(What is expected): Write each line exactly, from the line that holds "Where can the skin" through the final line of the material, and no other line.

(Task material):

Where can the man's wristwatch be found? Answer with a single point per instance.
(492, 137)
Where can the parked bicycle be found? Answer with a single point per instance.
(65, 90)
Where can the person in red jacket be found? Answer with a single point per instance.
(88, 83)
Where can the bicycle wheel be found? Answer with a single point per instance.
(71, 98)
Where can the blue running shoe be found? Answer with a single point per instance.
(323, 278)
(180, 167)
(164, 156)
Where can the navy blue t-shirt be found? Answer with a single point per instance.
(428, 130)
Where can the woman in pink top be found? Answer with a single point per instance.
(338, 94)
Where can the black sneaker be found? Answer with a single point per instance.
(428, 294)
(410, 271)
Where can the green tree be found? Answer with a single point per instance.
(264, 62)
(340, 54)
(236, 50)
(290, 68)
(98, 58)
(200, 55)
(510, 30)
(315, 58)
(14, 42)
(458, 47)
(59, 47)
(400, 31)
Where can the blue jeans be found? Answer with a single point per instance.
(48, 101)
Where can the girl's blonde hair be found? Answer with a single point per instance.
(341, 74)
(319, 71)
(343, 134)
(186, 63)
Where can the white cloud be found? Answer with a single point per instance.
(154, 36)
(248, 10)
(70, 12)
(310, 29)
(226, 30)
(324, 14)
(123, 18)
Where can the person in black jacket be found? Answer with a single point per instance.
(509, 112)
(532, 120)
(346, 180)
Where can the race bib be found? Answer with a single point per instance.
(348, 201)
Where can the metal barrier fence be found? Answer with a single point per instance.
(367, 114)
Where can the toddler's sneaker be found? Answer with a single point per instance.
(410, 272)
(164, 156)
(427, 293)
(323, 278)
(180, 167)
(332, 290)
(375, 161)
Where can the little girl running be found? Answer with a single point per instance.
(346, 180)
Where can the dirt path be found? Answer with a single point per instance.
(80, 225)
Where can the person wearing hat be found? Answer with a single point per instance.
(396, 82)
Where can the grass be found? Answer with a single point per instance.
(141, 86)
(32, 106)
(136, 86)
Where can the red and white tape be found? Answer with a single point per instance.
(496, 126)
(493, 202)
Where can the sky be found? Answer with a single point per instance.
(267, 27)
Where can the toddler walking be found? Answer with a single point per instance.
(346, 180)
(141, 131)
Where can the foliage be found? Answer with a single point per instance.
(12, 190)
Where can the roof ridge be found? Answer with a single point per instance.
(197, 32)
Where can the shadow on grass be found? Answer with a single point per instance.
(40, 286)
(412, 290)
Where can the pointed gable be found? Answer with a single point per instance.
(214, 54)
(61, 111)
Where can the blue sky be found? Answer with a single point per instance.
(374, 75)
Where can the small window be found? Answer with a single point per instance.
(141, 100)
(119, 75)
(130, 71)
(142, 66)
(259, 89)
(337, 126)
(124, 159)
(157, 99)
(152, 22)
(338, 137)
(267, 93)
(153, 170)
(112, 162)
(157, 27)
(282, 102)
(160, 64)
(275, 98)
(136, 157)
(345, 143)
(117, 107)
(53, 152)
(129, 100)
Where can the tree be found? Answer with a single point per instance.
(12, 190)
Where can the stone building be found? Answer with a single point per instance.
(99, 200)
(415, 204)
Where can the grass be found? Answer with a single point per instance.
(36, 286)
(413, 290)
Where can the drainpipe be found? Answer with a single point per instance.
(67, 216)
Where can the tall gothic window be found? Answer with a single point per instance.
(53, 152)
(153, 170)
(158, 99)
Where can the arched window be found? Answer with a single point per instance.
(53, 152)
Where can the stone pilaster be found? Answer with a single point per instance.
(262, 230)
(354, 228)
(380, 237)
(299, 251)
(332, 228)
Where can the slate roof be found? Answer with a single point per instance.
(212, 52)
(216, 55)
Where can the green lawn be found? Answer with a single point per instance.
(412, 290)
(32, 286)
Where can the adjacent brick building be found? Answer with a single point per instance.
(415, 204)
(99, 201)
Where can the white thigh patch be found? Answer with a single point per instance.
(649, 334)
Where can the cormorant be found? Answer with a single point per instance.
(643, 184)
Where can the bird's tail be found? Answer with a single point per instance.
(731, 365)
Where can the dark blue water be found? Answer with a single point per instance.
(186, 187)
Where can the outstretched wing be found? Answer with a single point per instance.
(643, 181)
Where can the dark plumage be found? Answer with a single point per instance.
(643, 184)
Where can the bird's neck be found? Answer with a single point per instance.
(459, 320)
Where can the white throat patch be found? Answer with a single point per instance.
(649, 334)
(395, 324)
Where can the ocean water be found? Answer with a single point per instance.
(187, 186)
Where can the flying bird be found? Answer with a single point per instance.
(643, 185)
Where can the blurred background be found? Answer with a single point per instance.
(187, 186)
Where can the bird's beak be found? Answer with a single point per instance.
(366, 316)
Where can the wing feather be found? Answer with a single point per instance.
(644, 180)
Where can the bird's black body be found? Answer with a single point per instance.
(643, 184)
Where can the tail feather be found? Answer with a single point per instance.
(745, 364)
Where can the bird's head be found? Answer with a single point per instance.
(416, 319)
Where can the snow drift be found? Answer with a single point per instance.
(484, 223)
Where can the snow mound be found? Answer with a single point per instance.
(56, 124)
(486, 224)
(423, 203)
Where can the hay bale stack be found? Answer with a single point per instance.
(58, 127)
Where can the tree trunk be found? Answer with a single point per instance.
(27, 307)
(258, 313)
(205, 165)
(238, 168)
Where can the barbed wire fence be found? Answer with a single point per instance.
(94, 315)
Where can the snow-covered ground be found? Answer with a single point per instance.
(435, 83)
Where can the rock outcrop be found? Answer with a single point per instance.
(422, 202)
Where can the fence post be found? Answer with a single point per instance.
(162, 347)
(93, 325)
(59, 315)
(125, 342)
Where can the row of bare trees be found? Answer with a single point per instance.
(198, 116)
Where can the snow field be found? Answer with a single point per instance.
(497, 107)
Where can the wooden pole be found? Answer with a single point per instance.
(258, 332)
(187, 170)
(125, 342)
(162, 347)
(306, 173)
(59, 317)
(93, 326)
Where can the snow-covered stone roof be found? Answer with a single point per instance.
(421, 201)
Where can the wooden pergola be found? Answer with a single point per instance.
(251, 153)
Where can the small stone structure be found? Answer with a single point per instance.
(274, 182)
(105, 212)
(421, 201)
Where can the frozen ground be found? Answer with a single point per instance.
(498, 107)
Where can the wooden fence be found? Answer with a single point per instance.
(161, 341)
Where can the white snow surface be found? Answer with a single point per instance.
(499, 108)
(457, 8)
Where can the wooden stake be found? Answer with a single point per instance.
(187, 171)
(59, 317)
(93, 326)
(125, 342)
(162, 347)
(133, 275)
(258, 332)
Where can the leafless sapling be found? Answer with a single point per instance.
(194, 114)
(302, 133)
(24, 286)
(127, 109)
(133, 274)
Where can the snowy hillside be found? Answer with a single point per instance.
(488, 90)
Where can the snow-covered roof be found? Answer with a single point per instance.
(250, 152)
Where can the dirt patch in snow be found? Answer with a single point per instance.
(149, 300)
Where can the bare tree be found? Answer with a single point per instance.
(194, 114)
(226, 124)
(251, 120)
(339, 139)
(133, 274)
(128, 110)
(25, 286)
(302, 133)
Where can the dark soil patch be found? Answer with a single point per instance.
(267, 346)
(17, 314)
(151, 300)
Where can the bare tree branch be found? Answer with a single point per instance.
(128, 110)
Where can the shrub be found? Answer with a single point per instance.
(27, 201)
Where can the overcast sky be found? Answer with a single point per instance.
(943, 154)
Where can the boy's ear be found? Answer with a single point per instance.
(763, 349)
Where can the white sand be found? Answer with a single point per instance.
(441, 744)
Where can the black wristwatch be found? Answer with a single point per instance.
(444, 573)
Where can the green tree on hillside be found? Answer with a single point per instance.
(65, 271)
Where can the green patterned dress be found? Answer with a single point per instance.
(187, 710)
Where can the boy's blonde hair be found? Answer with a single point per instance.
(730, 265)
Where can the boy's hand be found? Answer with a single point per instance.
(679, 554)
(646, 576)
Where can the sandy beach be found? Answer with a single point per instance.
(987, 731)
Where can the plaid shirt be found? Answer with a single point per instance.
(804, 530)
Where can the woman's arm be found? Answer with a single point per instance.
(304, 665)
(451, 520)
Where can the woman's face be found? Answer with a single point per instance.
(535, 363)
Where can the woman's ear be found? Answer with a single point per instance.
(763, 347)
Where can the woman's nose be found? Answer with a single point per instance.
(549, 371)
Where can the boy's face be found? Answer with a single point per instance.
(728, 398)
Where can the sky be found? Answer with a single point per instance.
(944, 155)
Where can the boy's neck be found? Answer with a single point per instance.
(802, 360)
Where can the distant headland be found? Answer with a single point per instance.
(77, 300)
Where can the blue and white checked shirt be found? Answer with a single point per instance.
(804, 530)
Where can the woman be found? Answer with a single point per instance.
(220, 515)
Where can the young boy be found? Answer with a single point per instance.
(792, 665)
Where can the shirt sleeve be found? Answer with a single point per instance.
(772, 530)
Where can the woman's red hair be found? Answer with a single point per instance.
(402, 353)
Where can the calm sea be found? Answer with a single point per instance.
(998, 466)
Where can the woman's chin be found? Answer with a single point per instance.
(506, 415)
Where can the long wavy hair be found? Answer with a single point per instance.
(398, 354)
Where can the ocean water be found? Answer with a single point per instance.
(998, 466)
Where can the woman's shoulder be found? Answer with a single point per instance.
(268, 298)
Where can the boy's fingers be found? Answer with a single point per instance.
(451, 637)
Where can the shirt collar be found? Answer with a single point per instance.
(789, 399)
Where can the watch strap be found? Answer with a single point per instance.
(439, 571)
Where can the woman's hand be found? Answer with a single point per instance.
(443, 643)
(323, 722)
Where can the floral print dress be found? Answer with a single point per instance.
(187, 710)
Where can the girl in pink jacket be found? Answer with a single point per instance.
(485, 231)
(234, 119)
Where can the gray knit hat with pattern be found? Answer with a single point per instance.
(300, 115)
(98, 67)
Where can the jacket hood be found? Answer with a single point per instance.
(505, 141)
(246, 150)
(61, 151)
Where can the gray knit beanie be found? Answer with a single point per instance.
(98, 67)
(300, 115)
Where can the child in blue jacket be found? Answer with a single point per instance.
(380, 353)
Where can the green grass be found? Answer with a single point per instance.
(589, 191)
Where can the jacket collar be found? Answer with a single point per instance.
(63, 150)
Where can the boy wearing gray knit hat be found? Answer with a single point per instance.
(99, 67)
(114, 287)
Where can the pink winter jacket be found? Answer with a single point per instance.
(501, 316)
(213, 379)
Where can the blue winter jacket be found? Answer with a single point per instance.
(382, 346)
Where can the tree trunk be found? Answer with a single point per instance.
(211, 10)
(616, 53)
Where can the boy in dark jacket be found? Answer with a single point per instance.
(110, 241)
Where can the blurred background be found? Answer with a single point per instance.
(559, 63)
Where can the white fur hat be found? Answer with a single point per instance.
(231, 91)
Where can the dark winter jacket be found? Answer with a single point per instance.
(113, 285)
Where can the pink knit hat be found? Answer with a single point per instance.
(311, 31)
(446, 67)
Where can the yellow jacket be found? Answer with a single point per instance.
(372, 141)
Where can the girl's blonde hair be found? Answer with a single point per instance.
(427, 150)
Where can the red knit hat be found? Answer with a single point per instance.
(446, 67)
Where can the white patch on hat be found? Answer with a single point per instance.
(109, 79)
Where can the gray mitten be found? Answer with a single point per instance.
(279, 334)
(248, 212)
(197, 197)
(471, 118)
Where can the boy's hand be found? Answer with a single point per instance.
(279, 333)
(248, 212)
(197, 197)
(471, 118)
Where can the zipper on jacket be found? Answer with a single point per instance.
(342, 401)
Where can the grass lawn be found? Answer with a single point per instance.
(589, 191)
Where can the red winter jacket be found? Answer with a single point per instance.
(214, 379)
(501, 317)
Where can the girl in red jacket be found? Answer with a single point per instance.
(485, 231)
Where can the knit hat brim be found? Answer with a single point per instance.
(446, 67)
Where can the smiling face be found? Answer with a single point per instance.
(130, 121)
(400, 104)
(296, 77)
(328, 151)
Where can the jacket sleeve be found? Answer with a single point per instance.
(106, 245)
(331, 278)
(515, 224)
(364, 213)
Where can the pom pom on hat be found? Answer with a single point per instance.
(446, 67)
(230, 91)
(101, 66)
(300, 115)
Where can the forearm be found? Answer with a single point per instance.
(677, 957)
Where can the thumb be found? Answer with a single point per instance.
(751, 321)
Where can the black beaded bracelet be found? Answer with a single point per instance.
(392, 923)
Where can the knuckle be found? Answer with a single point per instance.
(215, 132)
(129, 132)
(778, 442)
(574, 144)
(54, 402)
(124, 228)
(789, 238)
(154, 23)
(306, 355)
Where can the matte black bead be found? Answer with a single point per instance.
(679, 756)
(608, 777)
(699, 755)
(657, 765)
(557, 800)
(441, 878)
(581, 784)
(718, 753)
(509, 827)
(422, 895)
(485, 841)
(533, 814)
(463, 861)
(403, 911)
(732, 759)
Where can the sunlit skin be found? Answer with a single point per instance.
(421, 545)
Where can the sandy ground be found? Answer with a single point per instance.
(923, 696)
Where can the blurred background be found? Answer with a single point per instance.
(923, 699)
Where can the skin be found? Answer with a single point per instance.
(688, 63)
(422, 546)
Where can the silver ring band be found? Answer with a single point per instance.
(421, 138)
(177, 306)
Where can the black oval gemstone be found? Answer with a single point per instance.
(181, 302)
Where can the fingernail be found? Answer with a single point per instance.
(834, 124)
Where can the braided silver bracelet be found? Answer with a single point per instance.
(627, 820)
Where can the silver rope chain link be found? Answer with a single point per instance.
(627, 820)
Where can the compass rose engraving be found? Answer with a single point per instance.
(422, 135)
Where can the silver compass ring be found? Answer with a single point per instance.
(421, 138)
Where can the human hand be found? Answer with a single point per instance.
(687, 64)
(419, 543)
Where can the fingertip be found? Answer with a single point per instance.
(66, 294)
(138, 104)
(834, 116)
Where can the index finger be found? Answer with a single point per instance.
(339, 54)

(Response to this task):
Where can the skin be found? Answer with a single point per instance.
(688, 63)
(422, 546)
Where can the silver ring band be found? Answer with a single point per instance.
(421, 138)
(177, 306)
Where can the black oval gemstone be found? Answer with a single point per instance.
(181, 302)
Where can the fingernail be found? Answer with a single point per instance.
(834, 124)
Where can the braided silver bracelet be found? Answer with a single point per instance.
(627, 820)
Where can the silver rope chain link be found? Answer with a single point per instance.
(627, 820)
Where can the compass rose engraving be found? Answer with a single point per instance.
(422, 135)
Where can the silver compass ring be found? Answer with a single point per instance.
(421, 138)
Where can the human hand be found? Answer with a single point per instance.
(687, 64)
(419, 543)
Where can the fingertip be found? Answer with a single point per instance.
(66, 294)
(138, 104)
(834, 116)
Where can the index finger be found? Answer with a single point per instance.
(339, 54)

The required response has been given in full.